- [Selected extract]
# Ubiquitous Theories, Baptisms for the Dead?



## Turtle (May 17, 2011)

> Else what shall they do which are baptized for the dead, if the dead rise not at all? why are they then baptized for the dead? 1 Corr 15:29



Why is there an abundance of theories about 1 Corinthians 15:29? One PB poster provided a sampling of 10 possible interpretations here and another quoted a commentator that claimed over 200 different interpretations exist. Why are there so many theories?

I think the large number of theories are a natural effect caused by one common denominator (perhaps two). Maybe it is just stating the obvious, but the first common denominator is the assumption that Paul omits the identity of “they” that are baptized, i.e. “they” lacks a referent. Are we left to rely on theories of who “they” are? The second common denominator appears to be an assumption that the enigmatic baptism somehow affirms the resurrection (even though “baptism” also appears to lack a referent). 

*What do you think... Did Paul omit the identity for “they” that are baptized? *

---------- Post added 05-17-2011 at 12:09 AM ---------- Previous post was 05-16-2011 at 11:55 PM ----------

The omission or inclusion of the referents has significant bearing on our ability to understand the meaning of v. 29 and has an impact on the chapter as a whole. Below is a table that proposes questions to compare the meaning of v. 29 and its impact on the chapter, based on the two possibilities. 

I am interested in your analysis of the verse.


----------



## VictorBravo (May 17, 2011)

Other.

Like Calvin, I am afraid of interpretations that strain my mind too far. Unlike Calvin, I do not think it is referring to people about to die.

Instead, I think it either refers to the same thing that Paul speaks about in Romans 6:3 ("Know ye not, that so many of us as were baptized into Jesus Christ were baptized into his death?") or that it refers to baptisms figuratively, as in Matthew 20:22 "Are ye able to drink of the cup that I shall drink of, and to be baptized with the baptism that I am baptized with?"

- [Short exercise 1]
Answer these questions from the forum thread:
(a) How many different interpretations did a quoted commentator claim exist?
(b) Which verse from Romans does VictorBravo quote?
(c) At what time was the post added on 05-17-2011?
- [Short exercise 2]
Update the forum thread from "---------- Post added" up to and including "the two possibilities.", changing "table" to "chart".
The entries are separate material with no link to the forum thread.

- [Given data]
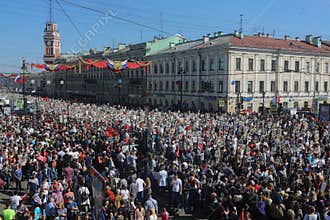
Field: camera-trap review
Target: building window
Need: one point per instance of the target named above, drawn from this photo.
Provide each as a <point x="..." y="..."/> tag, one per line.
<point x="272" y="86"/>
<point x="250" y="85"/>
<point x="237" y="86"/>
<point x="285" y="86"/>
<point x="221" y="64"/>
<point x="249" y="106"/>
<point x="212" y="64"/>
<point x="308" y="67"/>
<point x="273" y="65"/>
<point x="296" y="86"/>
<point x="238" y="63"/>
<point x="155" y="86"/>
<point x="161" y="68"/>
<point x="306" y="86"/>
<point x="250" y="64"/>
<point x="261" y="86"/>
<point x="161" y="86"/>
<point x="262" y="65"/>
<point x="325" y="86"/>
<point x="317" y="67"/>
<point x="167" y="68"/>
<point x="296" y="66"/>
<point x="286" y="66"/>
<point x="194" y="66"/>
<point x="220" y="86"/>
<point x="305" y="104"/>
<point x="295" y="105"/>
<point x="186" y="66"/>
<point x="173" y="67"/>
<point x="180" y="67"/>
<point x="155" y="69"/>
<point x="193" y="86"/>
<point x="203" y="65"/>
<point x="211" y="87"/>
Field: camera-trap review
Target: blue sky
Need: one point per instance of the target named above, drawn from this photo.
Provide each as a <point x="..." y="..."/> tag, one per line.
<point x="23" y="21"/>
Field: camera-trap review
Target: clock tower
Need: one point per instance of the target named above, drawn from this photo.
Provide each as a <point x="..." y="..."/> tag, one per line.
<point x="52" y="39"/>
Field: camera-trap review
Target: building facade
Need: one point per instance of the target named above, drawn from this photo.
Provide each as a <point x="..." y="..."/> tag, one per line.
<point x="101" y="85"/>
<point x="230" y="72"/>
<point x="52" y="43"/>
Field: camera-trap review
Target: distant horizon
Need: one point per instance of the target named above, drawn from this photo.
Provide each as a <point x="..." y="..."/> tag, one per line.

- [Response 1]
(a) Over 200
(b) Romans 6:3
(c) 12:09 AM

- [Response 2]
---------- Post added 05-17-2011 at 12:09 AM ---------- Previous post was 05-16-2011 at 11:55 PM ----------

The omission or inclusion of the referents has significant bearing on our ability to understand the meaning of v. 29 and has an impact on the chapter as a whole. Below is a chart that proposes questions to compare the meaning of v. 29 and its impact on the chapter, based on the two possibilities.